**Problem description**
A verbatim copy of all entries is the expected output.

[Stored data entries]

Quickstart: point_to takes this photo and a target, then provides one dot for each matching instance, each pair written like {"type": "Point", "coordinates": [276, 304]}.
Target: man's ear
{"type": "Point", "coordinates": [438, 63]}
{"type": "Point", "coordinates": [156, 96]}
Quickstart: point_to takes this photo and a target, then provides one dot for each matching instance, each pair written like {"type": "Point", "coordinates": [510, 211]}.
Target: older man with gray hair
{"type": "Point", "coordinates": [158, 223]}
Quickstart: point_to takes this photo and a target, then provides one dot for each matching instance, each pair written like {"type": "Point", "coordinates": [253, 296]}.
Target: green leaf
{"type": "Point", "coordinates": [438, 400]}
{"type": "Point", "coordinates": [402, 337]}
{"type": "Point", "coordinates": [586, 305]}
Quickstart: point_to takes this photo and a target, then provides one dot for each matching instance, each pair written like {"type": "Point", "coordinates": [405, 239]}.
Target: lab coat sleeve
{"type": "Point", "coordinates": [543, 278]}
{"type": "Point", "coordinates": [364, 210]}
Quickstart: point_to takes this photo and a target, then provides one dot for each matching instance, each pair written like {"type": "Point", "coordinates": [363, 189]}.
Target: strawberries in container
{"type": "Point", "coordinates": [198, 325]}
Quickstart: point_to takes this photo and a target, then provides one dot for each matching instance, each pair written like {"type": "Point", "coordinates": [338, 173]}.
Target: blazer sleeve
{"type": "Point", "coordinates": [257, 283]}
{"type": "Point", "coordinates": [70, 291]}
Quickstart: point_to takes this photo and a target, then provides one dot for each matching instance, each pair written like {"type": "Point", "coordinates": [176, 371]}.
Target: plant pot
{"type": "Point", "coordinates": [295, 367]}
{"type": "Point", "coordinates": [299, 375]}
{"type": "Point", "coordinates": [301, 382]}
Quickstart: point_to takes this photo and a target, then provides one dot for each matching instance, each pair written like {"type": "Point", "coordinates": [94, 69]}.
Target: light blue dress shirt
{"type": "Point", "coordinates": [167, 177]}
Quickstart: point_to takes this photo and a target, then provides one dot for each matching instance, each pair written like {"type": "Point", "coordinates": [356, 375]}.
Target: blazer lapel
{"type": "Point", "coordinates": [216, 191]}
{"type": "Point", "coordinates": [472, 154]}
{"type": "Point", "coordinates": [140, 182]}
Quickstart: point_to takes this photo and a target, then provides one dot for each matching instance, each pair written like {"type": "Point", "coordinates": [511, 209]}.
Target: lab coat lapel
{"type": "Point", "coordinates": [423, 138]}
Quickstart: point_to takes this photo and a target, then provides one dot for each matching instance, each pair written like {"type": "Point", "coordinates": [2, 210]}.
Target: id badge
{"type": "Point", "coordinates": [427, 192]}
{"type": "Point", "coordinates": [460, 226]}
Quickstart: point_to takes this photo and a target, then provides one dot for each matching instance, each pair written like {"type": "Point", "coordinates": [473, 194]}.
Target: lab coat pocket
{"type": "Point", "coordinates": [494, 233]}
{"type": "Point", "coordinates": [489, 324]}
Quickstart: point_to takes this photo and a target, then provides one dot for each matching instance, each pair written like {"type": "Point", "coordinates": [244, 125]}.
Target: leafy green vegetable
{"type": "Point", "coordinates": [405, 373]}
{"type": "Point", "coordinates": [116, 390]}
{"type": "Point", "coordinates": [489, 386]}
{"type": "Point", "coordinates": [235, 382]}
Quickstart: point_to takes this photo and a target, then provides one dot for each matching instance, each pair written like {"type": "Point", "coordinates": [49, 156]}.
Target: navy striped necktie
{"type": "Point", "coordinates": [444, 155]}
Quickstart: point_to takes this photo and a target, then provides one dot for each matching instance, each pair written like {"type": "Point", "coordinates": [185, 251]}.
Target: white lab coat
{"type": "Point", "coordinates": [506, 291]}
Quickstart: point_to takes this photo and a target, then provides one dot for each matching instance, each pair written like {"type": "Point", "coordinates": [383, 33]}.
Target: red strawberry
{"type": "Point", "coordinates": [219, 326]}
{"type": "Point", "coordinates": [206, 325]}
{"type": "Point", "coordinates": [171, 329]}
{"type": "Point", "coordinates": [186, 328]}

**Exercise solution**
Quickstart: point_to takes this photo and a target, then provides one dot for each matching instance, each pair written like {"type": "Point", "coordinates": [276, 304]}.
Target: man's ear
{"type": "Point", "coordinates": [438, 63]}
{"type": "Point", "coordinates": [156, 96]}
Quickstart: point_to takes this photo and a target, then provides one dot for each matching instance, each pair written like {"type": "Point", "coordinates": [510, 211]}.
Target: older man with gray hair
{"type": "Point", "coordinates": [158, 223]}
Quickstart: point_to takes this photo and a target, then provides one dot for each matching instance, each pair written like {"type": "Point", "coordinates": [253, 296]}.
Target: green leaf
{"type": "Point", "coordinates": [438, 400]}
{"type": "Point", "coordinates": [402, 337]}
{"type": "Point", "coordinates": [586, 305]}
Quickstart: point_to takes this photo and a target, then provides one dot for each matching instance, each pair written like {"type": "Point", "coordinates": [405, 239]}.
Target: lab coat sleeve
{"type": "Point", "coordinates": [543, 278]}
{"type": "Point", "coordinates": [364, 210]}
Quickstart: point_to takes this photo and a target, then provides one dot for each matching instance, each pair written like {"type": "Point", "coordinates": [363, 189]}.
Target: strawberries in container
{"type": "Point", "coordinates": [198, 325]}
Quickstart: point_to takes this photo and a target, then provides one dot for each matching instance, each pair written like {"type": "Point", "coordinates": [338, 173]}.
Target: blazer sleeve
{"type": "Point", "coordinates": [257, 283]}
{"type": "Point", "coordinates": [70, 291]}
Quickstart: point_to takes this photo and a target, then provides one dot for each matching instance, each pair written like {"type": "Point", "coordinates": [176, 371]}.
Target: plant pot
{"type": "Point", "coordinates": [295, 367]}
{"type": "Point", "coordinates": [299, 375]}
{"type": "Point", "coordinates": [301, 382]}
Quickstart: point_to takes this photo and a target, then provides one dot for each matching instance, each pair written like {"type": "Point", "coordinates": [94, 69]}.
Target: light blue dress shirt
{"type": "Point", "coordinates": [167, 177]}
Quickstart: point_to takes this photo and a target, then provides one dot for each matching instance, each pair written like {"type": "Point", "coordinates": [356, 375]}.
Target: blazer lapel
{"type": "Point", "coordinates": [216, 191]}
{"type": "Point", "coordinates": [472, 154]}
{"type": "Point", "coordinates": [140, 182]}
Quickstart: point_to takes this photo and a target, then provides one dot for each matching instance, each pair written like {"type": "Point", "coordinates": [511, 209]}.
Target: lab coat lapel
{"type": "Point", "coordinates": [423, 138]}
Quickstart: point_to takes this photo and a target, then provides one dot for each matching instance, each pair written like {"type": "Point", "coordinates": [2, 210]}.
Target: id badge
{"type": "Point", "coordinates": [427, 192]}
{"type": "Point", "coordinates": [460, 226]}
Quickstart: point_to takes this photo and a target, then provides one dot for each matching instance, each pair written like {"type": "Point", "coordinates": [473, 194]}.
Target: lab coat pocket
{"type": "Point", "coordinates": [494, 233]}
{"type": "Point", "coordinates": [489, 324]}
Quickstart: point_to takes this photo and a target, then provides one dot for each matching instance, each pair written like {"type": "Point", "coordinates": [244, 125]}.
Target: leafy green vegetable
{"type": "Point", "coordinates": [405, 373]}
{"type": "Point", "coordinates": [116, 390]}
{"type": "Point", "coordinates": [489, 386]}
{"type": "Point", "coordinates": [235, 382]}
Quickstart: point_to takes this photo and a target, then provides one dot for each matching instance, each pair written like {"type": "Point", "coordinates": [49, 156]}.
Target: navy striped necktie
{"type": "Point", "coordinates": [444, 155]}
Quickstart: point_to takes this photo and a target, then provides one dot for each matching instance, each pair written like {"type": "Point", "coordinates": [185, 251]}.
Target: white lab coat
{"type": "Point", "coordinates": [506, 291]}
Quickstart: point_to takes this photo and a target, then provides one dot for each matching instance, each pair written like {"type": "Point", "coordinates": [383, 33]}.
Target: red strawberry
{"type": "Point", "coordinates": [219, 326]}
{"type": "Point", "coordinates": [206, 325]}
{"type": "Point", "coordinates": [171, 329]}
{"type": "Point", "coordinates": [186, 328]}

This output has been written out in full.